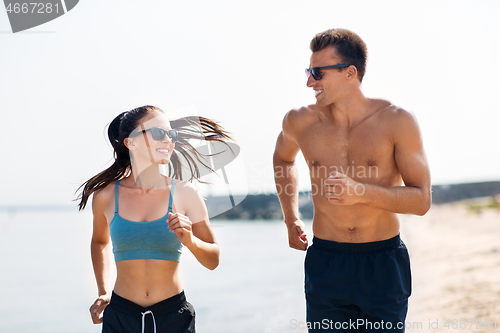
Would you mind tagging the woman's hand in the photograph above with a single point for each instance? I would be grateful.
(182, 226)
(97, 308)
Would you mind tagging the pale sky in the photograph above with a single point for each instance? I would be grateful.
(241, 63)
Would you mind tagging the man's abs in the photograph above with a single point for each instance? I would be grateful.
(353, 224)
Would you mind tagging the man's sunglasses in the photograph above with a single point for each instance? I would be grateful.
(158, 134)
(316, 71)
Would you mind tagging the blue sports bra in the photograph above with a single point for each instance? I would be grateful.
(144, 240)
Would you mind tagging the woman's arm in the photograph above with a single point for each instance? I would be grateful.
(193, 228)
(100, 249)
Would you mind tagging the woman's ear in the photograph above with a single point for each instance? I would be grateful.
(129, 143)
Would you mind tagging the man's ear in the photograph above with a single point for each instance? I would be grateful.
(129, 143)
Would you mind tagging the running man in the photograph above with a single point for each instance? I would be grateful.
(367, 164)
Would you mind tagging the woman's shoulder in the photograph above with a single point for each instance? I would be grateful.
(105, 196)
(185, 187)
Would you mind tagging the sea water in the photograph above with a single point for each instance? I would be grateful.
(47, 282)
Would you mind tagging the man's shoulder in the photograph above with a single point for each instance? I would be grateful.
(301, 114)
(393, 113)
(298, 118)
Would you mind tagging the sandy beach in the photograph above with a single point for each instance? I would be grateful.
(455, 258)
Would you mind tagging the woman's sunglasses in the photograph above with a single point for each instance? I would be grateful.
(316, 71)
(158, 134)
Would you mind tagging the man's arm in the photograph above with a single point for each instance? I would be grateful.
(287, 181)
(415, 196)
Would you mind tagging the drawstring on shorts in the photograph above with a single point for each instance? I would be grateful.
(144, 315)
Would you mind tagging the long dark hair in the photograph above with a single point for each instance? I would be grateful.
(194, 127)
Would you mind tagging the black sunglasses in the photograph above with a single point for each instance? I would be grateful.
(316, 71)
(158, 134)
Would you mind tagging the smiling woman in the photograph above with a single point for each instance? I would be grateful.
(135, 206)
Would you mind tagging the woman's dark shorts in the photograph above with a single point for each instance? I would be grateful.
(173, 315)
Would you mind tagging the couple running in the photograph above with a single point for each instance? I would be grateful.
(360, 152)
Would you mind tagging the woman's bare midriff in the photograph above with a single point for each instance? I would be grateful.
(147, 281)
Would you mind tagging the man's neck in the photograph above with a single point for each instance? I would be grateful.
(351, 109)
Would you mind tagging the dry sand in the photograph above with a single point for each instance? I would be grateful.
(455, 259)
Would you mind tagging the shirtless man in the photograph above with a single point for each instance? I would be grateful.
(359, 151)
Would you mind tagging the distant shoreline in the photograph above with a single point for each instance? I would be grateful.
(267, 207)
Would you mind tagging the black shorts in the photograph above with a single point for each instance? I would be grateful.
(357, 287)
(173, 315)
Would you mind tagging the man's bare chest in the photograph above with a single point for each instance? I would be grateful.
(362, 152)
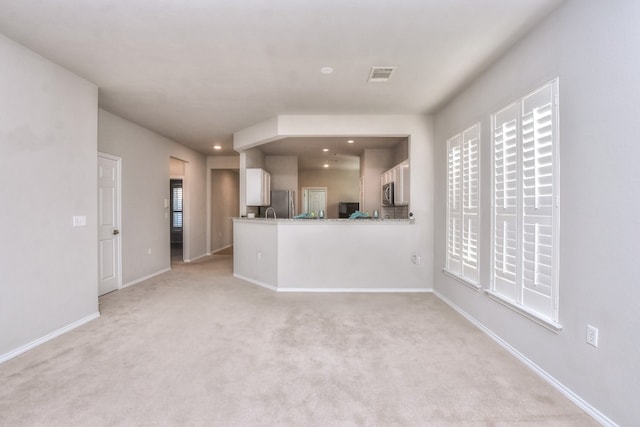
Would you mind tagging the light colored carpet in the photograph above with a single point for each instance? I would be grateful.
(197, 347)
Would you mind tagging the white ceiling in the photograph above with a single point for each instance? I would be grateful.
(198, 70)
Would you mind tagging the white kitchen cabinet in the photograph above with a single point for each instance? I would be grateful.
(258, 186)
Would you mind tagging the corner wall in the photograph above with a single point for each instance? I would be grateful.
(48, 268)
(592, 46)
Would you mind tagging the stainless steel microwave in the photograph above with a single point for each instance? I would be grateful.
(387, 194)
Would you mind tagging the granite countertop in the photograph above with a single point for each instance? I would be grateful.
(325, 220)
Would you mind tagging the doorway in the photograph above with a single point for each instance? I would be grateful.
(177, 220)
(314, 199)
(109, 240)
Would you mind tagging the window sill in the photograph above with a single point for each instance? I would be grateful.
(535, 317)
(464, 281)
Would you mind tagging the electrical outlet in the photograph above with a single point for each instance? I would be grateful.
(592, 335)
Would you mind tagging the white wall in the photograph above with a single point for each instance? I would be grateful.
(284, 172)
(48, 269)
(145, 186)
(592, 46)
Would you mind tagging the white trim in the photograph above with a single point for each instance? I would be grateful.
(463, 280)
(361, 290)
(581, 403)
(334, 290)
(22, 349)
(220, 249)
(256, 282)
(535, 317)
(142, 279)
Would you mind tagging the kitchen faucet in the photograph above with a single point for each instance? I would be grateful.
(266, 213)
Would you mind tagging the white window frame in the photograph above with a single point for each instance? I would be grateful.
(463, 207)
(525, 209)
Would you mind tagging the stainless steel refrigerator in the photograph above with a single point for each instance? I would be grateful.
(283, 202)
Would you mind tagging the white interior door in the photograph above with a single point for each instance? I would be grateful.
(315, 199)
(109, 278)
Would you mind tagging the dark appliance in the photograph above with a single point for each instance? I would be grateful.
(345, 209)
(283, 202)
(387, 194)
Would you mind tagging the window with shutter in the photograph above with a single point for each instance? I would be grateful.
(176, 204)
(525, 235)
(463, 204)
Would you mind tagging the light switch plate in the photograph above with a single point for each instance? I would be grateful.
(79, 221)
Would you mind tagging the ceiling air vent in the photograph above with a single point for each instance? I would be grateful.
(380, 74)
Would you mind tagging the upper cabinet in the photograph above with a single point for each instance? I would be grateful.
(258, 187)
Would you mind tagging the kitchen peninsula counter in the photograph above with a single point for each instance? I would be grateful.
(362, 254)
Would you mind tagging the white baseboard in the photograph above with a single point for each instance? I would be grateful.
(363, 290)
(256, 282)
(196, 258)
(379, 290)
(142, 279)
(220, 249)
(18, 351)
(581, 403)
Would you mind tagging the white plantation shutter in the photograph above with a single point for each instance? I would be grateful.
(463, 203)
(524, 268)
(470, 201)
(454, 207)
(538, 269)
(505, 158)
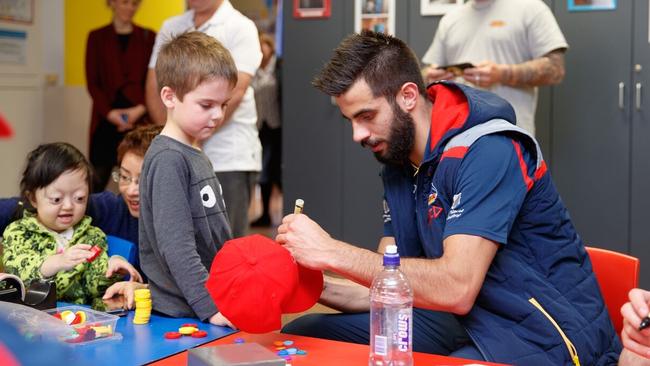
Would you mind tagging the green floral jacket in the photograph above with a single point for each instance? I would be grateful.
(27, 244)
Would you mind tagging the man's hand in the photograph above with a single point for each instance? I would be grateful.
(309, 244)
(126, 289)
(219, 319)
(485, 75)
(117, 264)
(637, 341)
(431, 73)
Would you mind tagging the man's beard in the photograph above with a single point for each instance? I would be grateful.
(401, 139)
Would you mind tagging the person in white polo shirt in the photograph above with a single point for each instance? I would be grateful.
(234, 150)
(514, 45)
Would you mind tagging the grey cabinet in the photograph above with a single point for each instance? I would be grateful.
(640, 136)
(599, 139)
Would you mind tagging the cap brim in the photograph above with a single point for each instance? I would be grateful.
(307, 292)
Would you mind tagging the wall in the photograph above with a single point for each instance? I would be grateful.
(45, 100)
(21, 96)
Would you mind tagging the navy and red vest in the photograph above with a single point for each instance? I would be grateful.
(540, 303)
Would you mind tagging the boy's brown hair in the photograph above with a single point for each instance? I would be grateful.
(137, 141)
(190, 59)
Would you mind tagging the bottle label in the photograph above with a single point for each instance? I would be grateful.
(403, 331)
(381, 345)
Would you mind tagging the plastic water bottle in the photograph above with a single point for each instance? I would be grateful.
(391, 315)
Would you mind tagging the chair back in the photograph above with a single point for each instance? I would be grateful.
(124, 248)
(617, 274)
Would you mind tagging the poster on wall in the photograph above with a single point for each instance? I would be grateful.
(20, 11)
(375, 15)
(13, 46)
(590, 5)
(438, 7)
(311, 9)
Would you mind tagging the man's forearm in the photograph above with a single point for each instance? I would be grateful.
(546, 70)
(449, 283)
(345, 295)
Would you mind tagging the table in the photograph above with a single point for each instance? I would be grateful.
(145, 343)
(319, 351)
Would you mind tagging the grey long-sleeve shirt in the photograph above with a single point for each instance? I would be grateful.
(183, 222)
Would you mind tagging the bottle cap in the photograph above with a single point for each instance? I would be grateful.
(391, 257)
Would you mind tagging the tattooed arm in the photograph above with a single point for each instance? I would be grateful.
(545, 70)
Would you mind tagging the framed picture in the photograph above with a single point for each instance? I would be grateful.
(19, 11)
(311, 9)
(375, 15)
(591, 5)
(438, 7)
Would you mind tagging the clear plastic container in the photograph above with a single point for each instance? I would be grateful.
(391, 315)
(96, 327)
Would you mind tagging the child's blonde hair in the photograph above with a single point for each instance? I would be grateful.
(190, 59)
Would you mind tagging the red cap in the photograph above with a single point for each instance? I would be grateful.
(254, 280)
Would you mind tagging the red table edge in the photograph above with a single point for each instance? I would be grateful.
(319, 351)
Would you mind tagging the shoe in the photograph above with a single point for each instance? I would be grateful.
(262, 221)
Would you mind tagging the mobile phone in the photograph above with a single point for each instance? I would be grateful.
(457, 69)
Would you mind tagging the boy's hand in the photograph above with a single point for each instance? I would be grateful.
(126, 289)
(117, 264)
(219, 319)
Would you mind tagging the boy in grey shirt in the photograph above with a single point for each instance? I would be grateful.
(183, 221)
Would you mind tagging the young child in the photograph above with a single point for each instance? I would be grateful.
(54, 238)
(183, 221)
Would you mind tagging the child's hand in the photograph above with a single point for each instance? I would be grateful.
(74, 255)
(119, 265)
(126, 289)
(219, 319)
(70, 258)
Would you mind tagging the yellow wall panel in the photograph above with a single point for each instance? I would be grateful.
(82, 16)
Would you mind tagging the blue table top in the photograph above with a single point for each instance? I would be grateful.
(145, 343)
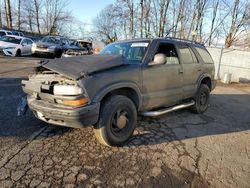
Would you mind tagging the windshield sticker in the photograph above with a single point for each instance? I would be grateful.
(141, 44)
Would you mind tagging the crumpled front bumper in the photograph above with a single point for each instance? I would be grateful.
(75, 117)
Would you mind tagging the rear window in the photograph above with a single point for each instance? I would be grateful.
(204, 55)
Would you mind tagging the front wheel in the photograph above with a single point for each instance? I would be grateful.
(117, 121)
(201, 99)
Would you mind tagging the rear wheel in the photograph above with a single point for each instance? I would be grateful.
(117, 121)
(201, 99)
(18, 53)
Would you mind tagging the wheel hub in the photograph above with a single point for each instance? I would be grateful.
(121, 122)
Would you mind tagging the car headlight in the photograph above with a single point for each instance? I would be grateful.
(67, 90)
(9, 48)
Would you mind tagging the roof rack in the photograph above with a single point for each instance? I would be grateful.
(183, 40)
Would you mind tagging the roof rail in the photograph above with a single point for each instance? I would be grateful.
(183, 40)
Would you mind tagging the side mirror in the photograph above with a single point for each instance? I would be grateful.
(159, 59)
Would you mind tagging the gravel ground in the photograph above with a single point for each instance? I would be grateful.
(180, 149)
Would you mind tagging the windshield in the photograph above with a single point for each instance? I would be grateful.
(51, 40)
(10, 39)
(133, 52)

__What is being asked__. Leaving every picture out, return the lines from the one containing "Would you mind tagging the blue table" through the last line of the records exactly.

__Result for this task__.
Would you mind tagging the blue table top in the photograph above with a single point for each instance? I would be grateful.
(145, 343)
Would you mind tagging the windshield sticker in the photograph above with a single point for each instance? I would be grateful.
(141, 44)
Would you mind tagging the crumpled front bumper in the photograph above with a single point for each instance? I would be grateful.
(75, 117)
Would you mind tagging the rear window in the photograph above with a single point for each instance? I would be grateful.
(204, 55)
Would you mind tagging the front wheel in the photograph above with a single point for each instance? I would be grateful.
(117, 121)
(201, 99)
Would you mind tagging the rear wheel in the photograph above with a single point for each instance? I would be grateful.
(117, 121)
(201, 99)
(18, 53)
Would you mind tagging the wheel hub in the photograph above with a single point for each instance? I would be grateful.
(121, 122)
Would you mind tagging the car headlight in the photograph above with a single point for each instance? I would be grateful.
(67, 90)
(9, 48)
Would you mind tagging the roof rack in the photograph above with a single point for each instance? I would be grateful.
(183, 40)
Would you mind tagging the roof rail in the photograph above with a single point for each instance? I would be grateful.
(183, 40)
Would you mind tagging the side mirror in the photograph above with a single point for each instance? I would be grateful.
(159, 59)
Would you mind tagging the gravel ground in the photograph above with a single point for each instance? I would be grateful.
(180, 149)
Would you mind tagging the windshield in the photograph above with a single point for each instance? I would be grateful.
(51, 40)
(10, 39)
(133, 52)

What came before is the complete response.